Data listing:
•••••

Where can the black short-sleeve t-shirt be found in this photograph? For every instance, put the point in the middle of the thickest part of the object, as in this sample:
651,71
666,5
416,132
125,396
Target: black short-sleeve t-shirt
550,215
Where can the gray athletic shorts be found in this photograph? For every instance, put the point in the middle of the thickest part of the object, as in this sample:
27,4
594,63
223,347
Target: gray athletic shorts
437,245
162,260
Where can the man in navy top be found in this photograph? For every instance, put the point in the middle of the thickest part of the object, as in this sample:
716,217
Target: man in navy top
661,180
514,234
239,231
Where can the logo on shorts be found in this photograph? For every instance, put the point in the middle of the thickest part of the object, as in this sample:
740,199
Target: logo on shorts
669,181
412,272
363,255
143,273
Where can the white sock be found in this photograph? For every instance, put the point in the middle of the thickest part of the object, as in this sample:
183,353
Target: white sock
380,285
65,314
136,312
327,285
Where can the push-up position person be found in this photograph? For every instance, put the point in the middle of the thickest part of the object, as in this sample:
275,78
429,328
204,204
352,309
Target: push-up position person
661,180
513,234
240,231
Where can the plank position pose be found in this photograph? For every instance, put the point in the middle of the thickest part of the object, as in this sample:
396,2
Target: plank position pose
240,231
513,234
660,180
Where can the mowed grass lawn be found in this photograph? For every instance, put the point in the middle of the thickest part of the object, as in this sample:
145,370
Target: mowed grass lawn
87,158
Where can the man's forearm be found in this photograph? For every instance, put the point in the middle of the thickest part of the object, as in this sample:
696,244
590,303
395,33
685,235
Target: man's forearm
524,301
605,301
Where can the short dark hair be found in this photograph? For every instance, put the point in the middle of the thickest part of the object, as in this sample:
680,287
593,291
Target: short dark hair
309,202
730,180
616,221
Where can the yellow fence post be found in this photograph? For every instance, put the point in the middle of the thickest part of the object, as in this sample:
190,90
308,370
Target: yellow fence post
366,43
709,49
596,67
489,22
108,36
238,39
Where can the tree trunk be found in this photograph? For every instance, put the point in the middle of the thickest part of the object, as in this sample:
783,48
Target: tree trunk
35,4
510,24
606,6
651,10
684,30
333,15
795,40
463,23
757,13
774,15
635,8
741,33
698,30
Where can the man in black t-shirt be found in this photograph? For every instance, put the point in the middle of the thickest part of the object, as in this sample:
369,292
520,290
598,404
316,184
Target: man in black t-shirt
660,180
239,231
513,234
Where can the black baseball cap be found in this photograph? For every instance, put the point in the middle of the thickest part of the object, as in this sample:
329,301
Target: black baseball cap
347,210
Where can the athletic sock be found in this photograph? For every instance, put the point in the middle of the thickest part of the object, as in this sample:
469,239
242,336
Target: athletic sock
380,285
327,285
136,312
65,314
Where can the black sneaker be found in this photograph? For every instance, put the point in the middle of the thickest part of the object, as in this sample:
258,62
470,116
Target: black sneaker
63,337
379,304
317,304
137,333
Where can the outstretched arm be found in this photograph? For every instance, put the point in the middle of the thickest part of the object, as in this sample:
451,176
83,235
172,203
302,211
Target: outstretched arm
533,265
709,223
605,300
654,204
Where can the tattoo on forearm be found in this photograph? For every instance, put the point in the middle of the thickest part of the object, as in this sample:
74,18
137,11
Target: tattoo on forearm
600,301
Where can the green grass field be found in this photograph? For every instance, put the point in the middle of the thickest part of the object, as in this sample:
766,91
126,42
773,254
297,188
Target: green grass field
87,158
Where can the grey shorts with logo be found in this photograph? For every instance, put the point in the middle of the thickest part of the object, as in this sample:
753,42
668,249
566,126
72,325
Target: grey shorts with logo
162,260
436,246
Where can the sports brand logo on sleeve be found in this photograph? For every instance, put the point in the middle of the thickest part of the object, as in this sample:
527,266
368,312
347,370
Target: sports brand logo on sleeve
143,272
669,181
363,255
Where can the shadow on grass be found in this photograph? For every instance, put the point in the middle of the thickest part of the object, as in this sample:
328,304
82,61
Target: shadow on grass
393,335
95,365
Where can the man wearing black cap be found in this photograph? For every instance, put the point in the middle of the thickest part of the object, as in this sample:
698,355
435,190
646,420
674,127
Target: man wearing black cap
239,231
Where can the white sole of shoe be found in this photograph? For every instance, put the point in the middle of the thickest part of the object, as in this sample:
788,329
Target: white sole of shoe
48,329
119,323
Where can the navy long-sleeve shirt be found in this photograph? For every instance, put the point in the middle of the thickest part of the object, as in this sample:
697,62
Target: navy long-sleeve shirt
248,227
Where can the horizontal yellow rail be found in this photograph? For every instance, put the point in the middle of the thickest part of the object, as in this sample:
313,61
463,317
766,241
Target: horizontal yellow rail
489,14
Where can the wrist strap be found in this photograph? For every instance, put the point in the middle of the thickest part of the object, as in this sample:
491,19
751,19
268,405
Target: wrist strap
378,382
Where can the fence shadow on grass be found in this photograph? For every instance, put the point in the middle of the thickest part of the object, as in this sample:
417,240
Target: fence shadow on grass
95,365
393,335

•••••

→ Task objective
Word for word, quote all of the data above.

→ Solution
Where can the black short-sleeve t-shirt be found in this photograph? For every instance, put the point in the middle of the thickest part of the object, as in this sample:
651,71
666,5
416,132
125,396
Target: black short-sleeve t-shirt
550,215
Where can the gray athletic shorts be found in this photograph? For every instance, put the point in the middle of the thickest part of the object, as in this sample:
27,4
594,63
223,347
Target: gray athletic shorts
437,245
162,260
Where can the man in navy top be found in this photograph? For every instance, put the point in the middle of the thickest part of the object, as in this sample:
716,217
Target: man in navy top
661,180
514,234
239,231
Where can the logo on shorts be found in this photograph? For every instance, put the point in the middle of the thickest part of the object, as in this sample:
740,199
Target: logo on shorts
669,181
412,272
363,255
143,273
Where can the white sock be found in this photograph? For every instance, put the point in the middle of the thickest part of the object, as in this sample:
183,353
Target: white sock
380,285
65,314
136,312
327,285
Where can the push-up position person be found in this photograph? For every instance, put the point in the middle of the thickest part of the object, as in this sample:
275,78
429,328
204,204
352,309
Target: push-up position person
661,180
513,234
240,231
Where can the plank position pose be found in this photograph? For every instance, put the point in the middle of the thickest part of the object, as in this sample:
396,2
Target: plank position pose
240,231
513,234
660,180
Where can the mowed grass lawn be found in this photograph? For every instance, put the point in the middle of the thickest part of the object, as in this sample:
145,370
Target: mowed grass lawn
87,158
Where can the man's forearm be found in this photograph? For every instance, put the point in the middle of the thickest part of the object, as in this sample:
696,244
590,303
395,33
685,235
Target: man's forearm
524,301
605,301
Where can the short dark hair be found in this photograph? For every instance, put the point in the middle of the thickest part of the object, as in this sample:
680,287
593,291
Target: short dark hair
309,202
730,180
616,221
Where can the yellow fence post be found in this photograph? For every instance, put the point in the middle of the thickest part of the object, as in this sample:
190,90
308,370
Target: yellow fence post
366,43
709,49
596,67
489,22
108,36
238,39
Where can the tree trunk be found in this photograph? For every instance, put the point in the middle of the thickest part of the object, as in this sample:
783,48
Target: tree trunk
35,4
510,24
606,6
651,10
684,30
333,15
795,40
463,23
757,13
774,15
635,8
741,33
698,30
Where can the man in black t-shirt be found in this photograph? For every instance, put the point in the middle of the thickest part of the object, as in this sample:
369,292
520,290
598,404
316,184
Target: man in black t-shirt
660,180
239,231
513,234
Where can the black baseball cap be found in this photograph? For every instance, put the point in the middle of the thickest part of the object, as in this sample:
329,301
Target: black baseball cap
347,210
Where can the athletic sock be found in this photograph? For every instance, put the point in the middle of the thickest part of the object, as in this sample:
469,239
242,336
Target: athletic sock
380,285
327,285
136,312
65,314
Where can the black sneaker be found in this photograph? For every instance, put the point in the middle of the thickest part of the object, as in this sample:
258,62
470,116
Target: black sneaker
63,337
379,304
317,304
137,333
Where can the outstretched arm be found in this photograph? For every instance, put the point in the middle of the thickest part of the object, as in this sample:
451,176
83,235
172,203
302,211
Target: outstretched arm
533,265
709,223
605,300
654,204
Where can the tattoo on forearm be found in this photograph? For every instance, put the point in the middle of the thickest part of the object, as in this sample:
74,18
137,11
Target: tattoo on forearm
600,301
Where can the green grass field be found in this photograph? For every instance, put the point in the middle of the thickest part of the object, as in this sample:
766,91
126,42
773,254
297,188
Target: green grass field
87,158
Where can the grey shorts with logo be found in this photograph? For every instance, put the point in the middle of the thickest part of the object, as in this sample:
753,42
668,249
566,126
72,325
Target: grey shorts with logo
162,260
436,246
Where can the sports brand logo on sleeve be found in this photograph? For every instance, put the point in the middle of the thickest part of the object, as in this sample:
527,266
368,312
347,370
Target: sports brand logo on sleeve
143,272
669,181
363,255
Where can the shadow on grass be found in this photograph? For every instance, put the point in the middle of the thickest part of the object, as in this sample:
328,304
82,61
Target: shadow on grass
393,335
95,365
Where can the man wearing black cap be found in this photograph? For every instance, put the point in the middle of the thickest part of the object, as in this sample:
698,355
435,190
646,420
674,127
Target: man wearing black cap
239,231
Where can the white sole of shoe be found in this photograph? For every instance, put the point in the middle of the thickest part of the object, as in this sample:
788,329
Target: white sole of shoe
48,329
119,323
Where can the navy long-sleeve shirt be found in this photograph? For every instance, put the point in the middle of the thickest part of the object, as in this sample:
697,62
Target: navy long-sleeve shirt
248,227
Where can the horizontal yellow rail be found in this photograph? For every instance, put the point in the middle of the thickest part of the object, as in this sample:
313,61
463,317
766,241
Target: horizontal yellow rail
489,14
Where can the wrist strap be found in this photograph? For every instance, put the point in the middle of the thickest part of the object, as in this sample:
491,19
751,19
268,405
Target: wrist strap
378,382
Where can the fence shadow on grass be found in this photograph? For every instance, put the point in the middle of the thickest part of the object, as in this sample:
417,240
Target: fence shadow on grass
95,365
393,335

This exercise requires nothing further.